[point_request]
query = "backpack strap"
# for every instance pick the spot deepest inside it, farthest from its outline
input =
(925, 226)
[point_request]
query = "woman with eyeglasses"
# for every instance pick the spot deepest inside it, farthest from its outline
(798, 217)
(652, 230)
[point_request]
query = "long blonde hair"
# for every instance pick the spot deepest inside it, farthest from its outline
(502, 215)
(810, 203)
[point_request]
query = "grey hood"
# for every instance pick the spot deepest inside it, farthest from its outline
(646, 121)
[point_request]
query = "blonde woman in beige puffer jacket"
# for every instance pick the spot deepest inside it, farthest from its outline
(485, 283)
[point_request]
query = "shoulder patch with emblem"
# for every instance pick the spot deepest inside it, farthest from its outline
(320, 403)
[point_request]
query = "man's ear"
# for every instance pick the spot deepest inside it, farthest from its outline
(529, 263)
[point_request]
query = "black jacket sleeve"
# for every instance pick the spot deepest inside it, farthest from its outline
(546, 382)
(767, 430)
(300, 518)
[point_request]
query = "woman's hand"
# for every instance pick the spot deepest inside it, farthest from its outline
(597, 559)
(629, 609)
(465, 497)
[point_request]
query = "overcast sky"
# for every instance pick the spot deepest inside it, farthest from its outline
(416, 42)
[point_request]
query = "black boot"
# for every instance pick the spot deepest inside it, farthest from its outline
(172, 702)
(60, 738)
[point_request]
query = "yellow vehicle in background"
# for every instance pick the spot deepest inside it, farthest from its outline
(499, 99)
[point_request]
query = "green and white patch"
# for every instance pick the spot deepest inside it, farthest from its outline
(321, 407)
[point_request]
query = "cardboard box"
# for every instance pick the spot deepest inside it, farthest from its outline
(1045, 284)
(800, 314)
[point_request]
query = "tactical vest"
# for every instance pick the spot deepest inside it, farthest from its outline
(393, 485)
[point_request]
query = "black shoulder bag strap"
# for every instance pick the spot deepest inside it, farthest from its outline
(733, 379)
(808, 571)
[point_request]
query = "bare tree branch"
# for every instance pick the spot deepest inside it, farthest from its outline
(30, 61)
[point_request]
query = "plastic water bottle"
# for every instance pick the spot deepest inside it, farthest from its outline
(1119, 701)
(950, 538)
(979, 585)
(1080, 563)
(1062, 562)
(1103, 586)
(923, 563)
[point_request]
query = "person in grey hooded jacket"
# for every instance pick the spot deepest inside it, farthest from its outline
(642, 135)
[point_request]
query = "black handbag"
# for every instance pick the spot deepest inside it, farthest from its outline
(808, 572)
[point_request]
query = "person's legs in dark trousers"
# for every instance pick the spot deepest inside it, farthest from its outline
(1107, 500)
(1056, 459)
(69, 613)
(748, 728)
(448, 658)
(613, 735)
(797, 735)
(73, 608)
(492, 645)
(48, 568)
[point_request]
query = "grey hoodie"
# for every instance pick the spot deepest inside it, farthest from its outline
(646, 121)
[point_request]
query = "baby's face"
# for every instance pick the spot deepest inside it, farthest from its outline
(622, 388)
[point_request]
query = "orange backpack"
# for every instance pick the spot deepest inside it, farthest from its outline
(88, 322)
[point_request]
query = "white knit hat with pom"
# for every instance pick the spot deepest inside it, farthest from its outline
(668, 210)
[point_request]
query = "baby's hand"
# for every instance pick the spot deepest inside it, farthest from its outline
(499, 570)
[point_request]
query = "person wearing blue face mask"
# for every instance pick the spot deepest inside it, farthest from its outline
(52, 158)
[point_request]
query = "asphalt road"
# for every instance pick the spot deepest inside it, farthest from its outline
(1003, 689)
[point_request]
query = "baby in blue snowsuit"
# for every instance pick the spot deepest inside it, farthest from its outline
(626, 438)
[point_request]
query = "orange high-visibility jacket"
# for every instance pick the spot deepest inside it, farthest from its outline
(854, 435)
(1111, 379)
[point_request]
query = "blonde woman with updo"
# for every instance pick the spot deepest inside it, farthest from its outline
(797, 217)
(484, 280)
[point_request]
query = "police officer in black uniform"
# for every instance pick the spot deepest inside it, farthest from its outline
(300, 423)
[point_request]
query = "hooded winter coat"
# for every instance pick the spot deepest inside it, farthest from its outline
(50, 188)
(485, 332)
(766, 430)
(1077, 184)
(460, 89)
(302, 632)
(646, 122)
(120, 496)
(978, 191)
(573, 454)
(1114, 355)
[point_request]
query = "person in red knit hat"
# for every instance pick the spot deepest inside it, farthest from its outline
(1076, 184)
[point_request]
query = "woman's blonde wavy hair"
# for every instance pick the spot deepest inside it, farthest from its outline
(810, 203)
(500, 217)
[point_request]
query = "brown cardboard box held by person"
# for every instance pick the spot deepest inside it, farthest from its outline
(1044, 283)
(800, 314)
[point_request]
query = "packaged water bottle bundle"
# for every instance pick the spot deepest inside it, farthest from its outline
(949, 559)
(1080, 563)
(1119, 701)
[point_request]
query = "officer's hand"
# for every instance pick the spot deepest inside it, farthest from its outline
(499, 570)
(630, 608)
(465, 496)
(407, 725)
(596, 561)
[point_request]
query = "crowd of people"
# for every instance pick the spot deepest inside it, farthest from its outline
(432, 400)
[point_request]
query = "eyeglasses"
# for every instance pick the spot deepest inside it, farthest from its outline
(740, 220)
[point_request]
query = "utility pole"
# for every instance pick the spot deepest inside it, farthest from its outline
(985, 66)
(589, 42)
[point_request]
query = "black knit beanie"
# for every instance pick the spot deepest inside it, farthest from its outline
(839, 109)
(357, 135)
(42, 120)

(ABOUT THIS EXERCISE) Could you write out all of the entries precisely as they stand?

(TASK RESPONSE)
[point_request]
query = "backpack strap"
# for every instance pick the spot deepest inside it, farthest from its outline
input =
(925, 226)
[point_request]
query = "woman with eyeglasses"
# for every instance pick the spot deepest inside it, farthest from its outline
(798, 217)
(652, 230)
[point_request]
query = "long blonde hair"
# for every instance pick the spot deepest inside it, farthest from its outline
(502, 215)
(810, 203)
[point_request]
query = "grey hood"
# for every instance pick the spot deepest inside it, farthest from its outline
(646, 121)
[point_request]
query = "blonde woman in beige puffer jacket"
# for every instance pick the spot deepest inside it, farthest from its outline
(485, 283)
[point_request]
query = "shoulder patch with emblem"
# for every instance pick the spot deepest inside it, farthest from its outline
(320, 403)
[point_request]
query = "man's ear"
# for every instance pick the spot deepest inside it, farthest from its outline
(529, 263)
[point_request]
query = "black jacket sleeve"
# for every instance pick the spot deepest inside it, farthest from its outline
(546, 382)
(767, 430)
(300, 518)
[point_request]
query = "woman's hand"
# for every instance pick the spot deepest inside it, farthest from its outline
(597, 559)
(629, 609)
(465, 497)
[point_request]
query = "overcast sky"
# for every instance pick the spot deepest inside it, farthest from its outline
(416, 42)
[point_request]
query = "black boot"
# for every instance pick the spot deepest inside it, farthest from its outline
(172, 702)
(60, 738)
[point_request]
query = "yellow vehicle in background"
# for every instance pick the spot deepest inside it, farthest from its outline
(499, 99)
[point_request]
query = "green and white patch"
# for every instance pick the spot deepest inside it, farthest from its outline
(321, 407)
[point_request]
query = "cardboard box"
# for every instance pick the spot deepest inside it, farthest from its outline
(1045, 284)
(800, 314)
[point_request]
query = "tactical vest"
# for every instance pick the spot deepest inside it, farthest from its outline
(393, 485)
[point_request]
query = "black shoulder bag strap"
# for every instance pick the spot deepest inside it, farthest from its outline
(733, 379)
(808, 571)
[point_request]
query = "bare tree branch"
# for every instance pick the spot deepest inside it, farthest from its outline
(30, 61)
[point_request]
query = "plastic water bottle"
# for every instance pick the spot deepest inside it, farthest from its outline
(1119, 701)
(950, 538)
(979, 585)
(1080, 563)
(1062, 562)
(1103, 586)
(923, 563)
[point_request]
query = "person in grey hooded jacket"
# for every instance pick the spot deepest inside it, farthest from its outline
(642, 135)
[point_request]
query = "black handbag"
# for every instance pick the spot deepest inside it, farthest from its outline
(808, 572)
[point_request]
query = "person's legs in dark trousers"
# for every instance pick the spot deepest inside it, farthest from its outline
(1107, 500)
(1056, 459)
(69, 613)
(748, 728)
(448, 658)
(613, 735)
(797, 735)
(73, 608)
(492, 645)
(48, 568)
[point_request]
query = "grey hoodie"
# for every instance pick the spot deepest inside it, farthest from its outline
(646, 121)
[point_request]
query = "baby's face"
# for every instance pick the spot deepest inside it, farthest from its outline
(622, 388)
[point_request]
query = "orange backpack"
# for every instance pick the spot deepest inside it, farthest from its outline
(88, 322)
[point_request]
query = "white knit hat with pom"
# for every instance pick the spot deepest inside it, farthest from its outline
(668, 210)
[point_request]
query = "baby's hand"
# for every instance pick the spot deepest inside it, farthest from its outline
(499, 570)
[point_request]
query = "person wearing blue face mask"
# for every instance pick the spot deepest inside it, farthest from its outline
(52, 158)
[point_request]
query = "asphalt road"
# for every instance pick the spot deepest inside it, farthest from its outline
(1003, 689)
[point_request]
query = "baby in blue snowsuit"
# for every instance pick the spot deepest inside it, farthest from its outline
(626, 438)
[point_request]
query = "orange high-visibility jacket"
# for every instance pick the spot deepest inside it, farthest from its outline
(854, 435)
(1111, 379)
[point_request]
query = "blonde woman with updo"
# for every instance pick the spot deepest inside it, farthest from its outline
(797, 217)
(484, 280)
[point_request]
query = "police officer in black uniform"
# for every instance pick the spot deepest inside it, farthest from its outline
(300, 423)
[point_request]
query = "hooded winter coat"
# for every instance pick the spot deepest inside it, farthest from its outline
(50, 188)
(485, 332)
(766, 430)
(1077, 184)
(460, 89)
(302, 632)
(646, 122)
(120, 496)
(978, 191)
(573, 454)
(1114, 355)
[point_request]
query = "person in red knit hat"
# for every instance pick the spot deepest inside it, farthest from its outline
(1076, 184)
[point_request]
query = "woman's blonde wavy hair"
# for every instance pick the spot deepest inside it, farthest from its outline
(810, 203)
(500, 217)
[point_request]
query = "brown cardboard box held by person"
# for every instance pick the spot deepest inside it, farthest from its outline
(1044, 283)
(800, 314)
[point_request]
query = "packaged water bottle bundle"
# for every instance pick the spot deepest inside it, farthest from its outline
(949, 559)
(1080, 563)
(1119, 701)
[point_request]
query = "officer's hand"
# for every instance pick the spot deepest inside it, farthest from its outline
(499, 570)
(630, 608)
(465, 496)
(407, 725)
(596, 561)
[point_request]
query = "crowd of people"
# for every instance pick the spot deepest inside it, farthest from its outline
(432, 400)
[point_request]
query = "eyeglasses"
# for every instance pick the spot deepest inside it, farthest from its outline
(740, 220)
[point_request]
query = "utility pole"
# for every instance pick the spot deepest inside it, farthest from its outline
(985, 66)
(589, 42)
[point_request]
query = "black knit beanie"
# for every instance pick the spot deepest inside it, farthest from its outline
(839, 109)
(357, 135)
(42, 120)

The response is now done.